═════ RECORDED INFORMATION

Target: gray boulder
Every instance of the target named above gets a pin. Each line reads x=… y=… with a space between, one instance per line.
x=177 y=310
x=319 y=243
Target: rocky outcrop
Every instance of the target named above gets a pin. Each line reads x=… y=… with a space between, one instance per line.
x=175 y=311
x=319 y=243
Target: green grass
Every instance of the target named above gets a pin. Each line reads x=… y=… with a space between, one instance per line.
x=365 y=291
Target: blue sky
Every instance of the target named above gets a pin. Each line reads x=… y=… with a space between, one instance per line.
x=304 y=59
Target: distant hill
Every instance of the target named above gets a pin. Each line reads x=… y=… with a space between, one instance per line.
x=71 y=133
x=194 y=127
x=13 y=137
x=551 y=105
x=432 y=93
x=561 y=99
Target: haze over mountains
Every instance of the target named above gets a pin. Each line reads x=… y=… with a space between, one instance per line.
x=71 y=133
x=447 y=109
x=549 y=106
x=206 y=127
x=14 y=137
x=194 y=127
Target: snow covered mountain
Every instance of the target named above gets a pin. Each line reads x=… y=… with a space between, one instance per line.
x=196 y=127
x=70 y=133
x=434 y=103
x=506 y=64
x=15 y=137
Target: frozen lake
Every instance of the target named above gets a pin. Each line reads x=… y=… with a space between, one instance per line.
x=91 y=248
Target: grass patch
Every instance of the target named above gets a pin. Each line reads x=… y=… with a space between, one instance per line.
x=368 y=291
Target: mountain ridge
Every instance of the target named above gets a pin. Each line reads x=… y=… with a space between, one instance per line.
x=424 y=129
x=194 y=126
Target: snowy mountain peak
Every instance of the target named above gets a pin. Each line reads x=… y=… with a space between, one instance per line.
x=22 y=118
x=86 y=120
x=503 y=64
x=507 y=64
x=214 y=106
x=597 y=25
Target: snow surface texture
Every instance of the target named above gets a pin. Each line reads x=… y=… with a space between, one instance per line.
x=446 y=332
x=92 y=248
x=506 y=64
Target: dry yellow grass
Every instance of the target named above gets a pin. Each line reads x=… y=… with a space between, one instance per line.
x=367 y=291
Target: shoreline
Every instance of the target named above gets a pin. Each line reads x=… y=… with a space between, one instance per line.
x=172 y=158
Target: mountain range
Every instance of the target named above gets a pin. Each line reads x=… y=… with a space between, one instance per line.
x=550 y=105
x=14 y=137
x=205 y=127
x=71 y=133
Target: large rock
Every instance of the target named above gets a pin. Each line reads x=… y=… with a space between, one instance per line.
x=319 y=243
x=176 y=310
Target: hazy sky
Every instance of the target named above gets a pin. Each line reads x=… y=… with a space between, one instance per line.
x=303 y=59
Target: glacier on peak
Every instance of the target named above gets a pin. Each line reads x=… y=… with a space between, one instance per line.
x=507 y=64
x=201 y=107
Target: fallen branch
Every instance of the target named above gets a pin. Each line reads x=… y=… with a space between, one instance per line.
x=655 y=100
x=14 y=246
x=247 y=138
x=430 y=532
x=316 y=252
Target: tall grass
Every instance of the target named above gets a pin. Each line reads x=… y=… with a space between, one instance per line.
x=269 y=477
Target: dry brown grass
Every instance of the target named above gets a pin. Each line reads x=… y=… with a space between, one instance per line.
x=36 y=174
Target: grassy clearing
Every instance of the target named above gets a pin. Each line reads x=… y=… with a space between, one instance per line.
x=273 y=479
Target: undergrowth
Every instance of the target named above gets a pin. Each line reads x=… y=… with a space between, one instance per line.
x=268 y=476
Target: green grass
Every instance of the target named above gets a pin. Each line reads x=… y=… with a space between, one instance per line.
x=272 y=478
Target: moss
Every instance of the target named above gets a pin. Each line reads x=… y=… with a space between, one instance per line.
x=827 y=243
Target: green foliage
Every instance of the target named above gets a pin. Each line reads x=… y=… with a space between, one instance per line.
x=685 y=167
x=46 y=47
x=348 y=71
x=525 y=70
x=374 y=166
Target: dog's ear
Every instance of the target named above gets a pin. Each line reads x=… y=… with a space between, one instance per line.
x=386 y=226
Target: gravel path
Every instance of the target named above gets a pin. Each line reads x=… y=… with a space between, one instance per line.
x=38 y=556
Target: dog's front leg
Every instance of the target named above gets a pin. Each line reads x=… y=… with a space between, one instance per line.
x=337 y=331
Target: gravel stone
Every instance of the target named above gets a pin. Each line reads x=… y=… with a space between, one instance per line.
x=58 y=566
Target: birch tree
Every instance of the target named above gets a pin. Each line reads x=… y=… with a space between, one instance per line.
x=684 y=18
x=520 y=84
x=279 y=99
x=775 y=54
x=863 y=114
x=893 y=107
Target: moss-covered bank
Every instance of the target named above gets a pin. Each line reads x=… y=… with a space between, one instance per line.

══════════

▸ EXERCISE PROMPT: Rewrite all of the data above as a numbered list, omitting any blank lines.

▸ REPLY TO THE EXERCISE:
1. Target: gray boulder
2. Every instance of the target named above gets a pin. Each line reads x=… y=… with a space between, one instance per line.
3. x=177 y=310
4. x=319 y=243
5. Target: rocky outcrop
6. Every instance of the target named above gets a pin. Each line reads x=… y=… with a space between, one instance per line.
7. x=175 y=311
8. x=319 y=243
9. Target: green grass
10. Every instance of the target named above gets a pin. Each line reads x=… y=… with a space between, one instance per line.
11. x=365 y=291
12. Target: blue sky
13. Every instance of the target named above gets a pin. Each line reads x=… y=… with a space between, one instance per line.
14. x=304 y=59
15. Target: distant hill
16. Every instance of the target named above gets a pin. Each line reads x=… y=… with a space between, one instance per line.
17. x=71 y=133
18. x=194 y=127
19. x=13 y=137
20. x=551 y=105
21. x=432 y=93
22. x=561 y=99
23. Target: haze over mountains
24. Every instance of the target named above gets a pin. Each line reads x=… y=… with a space between, one instance per line.
25. x=71 y=133
26. x=447 y=109
27. x=549 y=106
28. x=206 y=127
29. x=14 y=137
30. x=194 y=127
31. Target: snow covered mountain
32. Every instance of the target named above gets a pin. Each line reads x=… y=… with a space between, one instance per line.
33. x=196 y=127
34. x=70 y=133
35. x=434 y=103
36. x=506 y=64
37. x=15 y=137
38. Target: frozen lake
39. Every instance of the target named above gets a pin. Each line reads x=… y=… with a space between, one instance per line.
40. x=91 y=248
41. Target: grass patch
42. Every instance of the target named above gets a pin. Each line reads x=… y=… with a space between, one instance per line.
43. x=368 y=291
44. Target: mountain ridge
45. Every instance of the target named above gets a pin. Each line reads x=… y=… with a space between, one instance per line.
46. x=424 y=129
47. x=194 y=126
48. Target: snowy mountain peak
49. Every instance of the target named above gets a pin. Each line reads x=… y=… with a space between, one instance per line.
50. x=22 y=118
51. x=86 y=120
52. x=503 y=64
53. x=507 y=64
54. x=214 y=106
55. x=597 y=25
56. Target: snow surface texture
57. Every instance of the target named above gets a pin. Each line reads x=… y=… with a space between, one instance per line.
58. x=446 y=332
59. x=92 y=248
60. x=506 y=64
61. Target: dry yellow grass
62. Every instance of the target named above gets a pin. Each line reads x=… y=… with a space between, one instance per line.
63. x=367 y=291
64. Target: shoreline
65. Every instance of the target named above gets a pin. Each line reads x=… y=… with a space between, one instance per line.
66. x=172 y=158
67. Target: mountain range
68. Every instance of the target named above gets a pin. Each line reads x=… y=… with a space between, one instance per line.
69. x=550 y=105
70. x=14 y=137
71. x=205 y=127
72. x=71 y=133
73. Target: large rock
74. Every instance of the target named above gets a pin. Each line reads x=… y=… with a space between, one instance per line.
75. x=319 y=243
76. x=176 y=310
77. Target: hazy sky
78. Every instance of the target named above gets a pin. Each line reads x=… y=… with a space between, one instance per line.
79. x=303 y=59
80. Target: glacier on peak
81. Every instance of the target named above gets a pin. Each line reads x=… y=… with a space between, one instance per line.
82. x=507 y=64
83. x=201 y=107
84. Target: fallen branch
85. Every instance of the target named above gets a pin. Each line reads x=… y=… with a space between, one instance per line.
86. x=655 y=100
87. x=14 y=246
88. x=247 y=138
89. x=430 y=532
90. x=316 y=252
91. Target: tall grass
92. Every instance of the target named above gets a pin. Each line reads x=… y=… with a space between, one instance per line.
93. x=269 y=477
94. Target: dry brown grass
95. Every instance of the target named above gets a pin. Each line reads x=… y=… with a space between, one instance per line.
96. x=36 y=174
97. Target: grassy clearing
98. Every instance of the target named above gets a pin. Each line reads x=… y=… with a space between, one instance per line.
99. x=273 y=479
100. Target: undergrowth
101. Every instance of the target named above gets a pin. Each line reads x=… y=… with a space between, one instance per line.
102. x=268 y=476
103. Target: green grass
104. Every instance of the target named above gets a pin. Each line reads x=… y=… with a space between, one instance per line.
105. x=272 y=478
106. Target: moss
107. Every instance of the target named above gets a pin. Each line reads x=… y=… with a space between, one instance per line.
108. x=827 y=243
109. Target: green foliage
110. Every instance of the target named above gets a pin. Each line reads x=… y=… with a space between, one instance per line.
111. x=685 y=167
112. x=46 y=47
113. x=348 y=71
114. x=525 y=70
115. x=374 y=166
116. Target: dog's ear
117. Every instance of the target named above gets a pin. Each line reads x=… y=… with a space between, one instance per line.
118. x=386 y=226
119. Target: gravel path
120. Every instance of the target named above gets a pin. Each line reads x=… y=… with a space between, one instance per line.
121. x=38 y=556
122. Target: dog's front leg
123. Every instance of the target named above gets a pin. Each line reads x=… y=… with a space between, one instance per line.
124. x=337 y=331
125. Target: gravel stone
126. Every instance of the target named above gets a pin. Each line reads x=… y=… with a space between, one instance per line.
127. x=58 y=566
128. Target: birch tree
129. Every instance of the target named above gets a pin. Each line reads x=… y=… with a space between, one instance per line.
130. x=684 y=18
131. x=520 y=84
132. x=279 y=99
133. x=775 y=54
134. x=863 y=114
135. x=893 y=107
136. Target: moss-covered bank
137. Every instance of the target named above gets a pin. Each line reads x=… y=… with a space between, one instance per line.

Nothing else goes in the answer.